[Object pointing dataset rows]
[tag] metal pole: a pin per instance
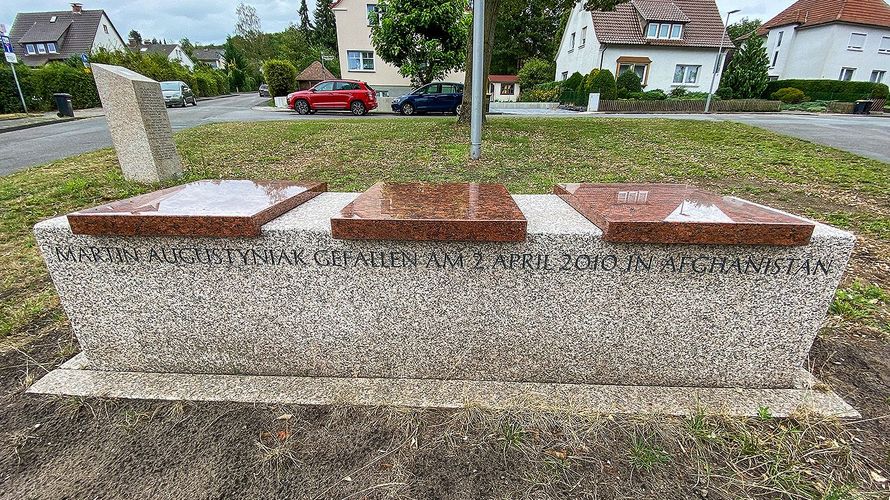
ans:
(717, 62)
(16, 78)
(478, 98)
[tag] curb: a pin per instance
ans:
(24, 126)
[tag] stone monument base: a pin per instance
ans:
(76, 378)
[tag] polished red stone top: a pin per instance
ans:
(202, 208)
(676, 213)
(427, 212)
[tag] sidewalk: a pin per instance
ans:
(48, 118)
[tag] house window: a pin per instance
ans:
(684, 73)
(664, 30)
(360, 60)
(639, 69)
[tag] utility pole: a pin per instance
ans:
(718, 62)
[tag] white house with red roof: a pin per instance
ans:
(830, 39)
(667, 43)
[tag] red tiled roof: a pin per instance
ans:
(623, 25)
(503, 78)
(815, 12)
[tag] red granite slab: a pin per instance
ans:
(230, 208)
(676, 213)
(432, 212)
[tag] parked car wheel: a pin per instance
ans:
(301, 107)
(358, 108)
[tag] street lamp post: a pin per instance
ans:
(477, 96)
(718, 63)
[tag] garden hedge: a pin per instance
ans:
(830, 90)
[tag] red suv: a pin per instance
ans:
(351, 95)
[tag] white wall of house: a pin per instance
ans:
(587, 54)
(107, 37)
(822, 52)
(354, 35)
(497, 91)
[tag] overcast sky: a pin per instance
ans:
(210, 21)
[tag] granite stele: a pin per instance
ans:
(604, 298)
(138, 122)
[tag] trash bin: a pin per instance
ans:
(63, 104)
(862, 107)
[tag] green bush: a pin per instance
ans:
(830, 90)
(535, 71)
(724, 92)
(789, 95)
(604, 84)
(281, 76)
(574, 82)
(630, 82)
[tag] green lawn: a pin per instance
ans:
(528, 155)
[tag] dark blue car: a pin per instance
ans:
(438, 97)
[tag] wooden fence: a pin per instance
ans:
(690, 106)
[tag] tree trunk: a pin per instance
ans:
(491, 9)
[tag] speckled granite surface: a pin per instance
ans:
(561, 307)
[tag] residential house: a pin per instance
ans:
(357, 58)
(830, 39)
(40, 37)
(312, 74)
(503, 88)
(667, 43)
(213, 57)
(172, 51)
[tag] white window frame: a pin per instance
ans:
(850, 45)
(362, 58)
(684, 79)
(668, 28)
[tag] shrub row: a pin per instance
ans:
(830, 90)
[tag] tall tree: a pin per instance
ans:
(325, 25)
(425, 39)
(742, 29)
(135, 38)
(305, 25)
(747, 74)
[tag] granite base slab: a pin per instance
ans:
(75, 378)
(561, 307)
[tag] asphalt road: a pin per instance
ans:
(866, 136)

* **Task requirements**:
Transcribe all of the data above line for line, without any changes, and omit the pictures from your output.

* **Result of this exercise**:
[tag] metal pole: a pin per instance
ans:
(717, 62)
(16, 78)
(478, 98)
[tag] curb: a pin per instance
ans:
(24, 126)
[tag] stone monument base: a pin per instance
ans:
(76, 378)
[tag] polished red stone top: a pin per instance
ans:
(202, 208)
(676, 213)
(427, 212)
[tag] sidewalk: a pin per instance
ans:
(48, 118)
[tag] house window: a pin per instance
ans:
(684, 73)
(664, 30)
(360, 60)
(639, 69)
[tag] utility pole: a pin per instance
ans:
(718, 62)
[tag] white house with red roof: a pin per instance
ans:
(830, 39)
(667, 43)
[tag] red tiled roof: a pin per instance
ans:
(623, 25)
(503, 78)
(815, 12)
[tag] red granite slab: a pin per instance
ans:
(230, 208)
(676, 213)
(432, 212)
[tag] parked car wheel: a pin per instance
ans:
(301, 107)
(358, 108)
[tag] street lamp post: a pin per instance
ans:
(477, 96)
(718, 63)
[tag] garden hedge: a pin per instance
ans:
(830, 90)
[tag] red suv: a pin per instance
ans:
(351, 95)
[tag] white wall of house: a pin per instance
ans:
(587, 54)
(107, 37)
(822, 52)
(354, 35)
(497, 91)
[tag] overcast sky: a pin per instance
ans:
(210, 21)
[tag] granite stele: a pin per instance
ans:
(604, 298)
(138, 122)
[tag] trash bin: a pin per instance
ans:
(63, 104)
(862, 107)
[tag] green bush: a pin per instance
ans:
(830, 90)
(535, 71)
(724, 92)
(789, 95)
(604, 84)
(281, 76)
(574, 82)
(630, 82)
[tag] green lawn: a pin per instance
ans:
(528, 155)
[tag] dark blue car: a pin per instance
ans:
(438, 97)
[tag] wooden fence: a pin per instance
ans:
(690, 106)
[tag] tree trunk: a pin per instance
ans:
(491, 9)
[tag] speckled granite surface: a pin per instance
ans:
(561, 307)
[tag] residential house: a pin per instance
ans:
(357, 58)
(830, 39)
(40, 37)
(312, 74)
(503, 88)
(667, 43)
(213, 57)
(172, 51)
[tag] white window frame: a pin per instance
ans:
(850, 45)
(362, 58)
(684, 79)
(668, 28)
[tag] shrub row: a pin per instance
ans:
(830, 90)
[tag] tall tree: a pin per instance
ans:
(325, 25)
(425, 39)
(742, 29)
(135, 38)
(305, 25)
(747, 74)
[tag] granite base slab: a pin per instance
ans:
(75, 378)
(561, 307)
[tag] asphalt road: a pin per instance
ans:
(866, 136)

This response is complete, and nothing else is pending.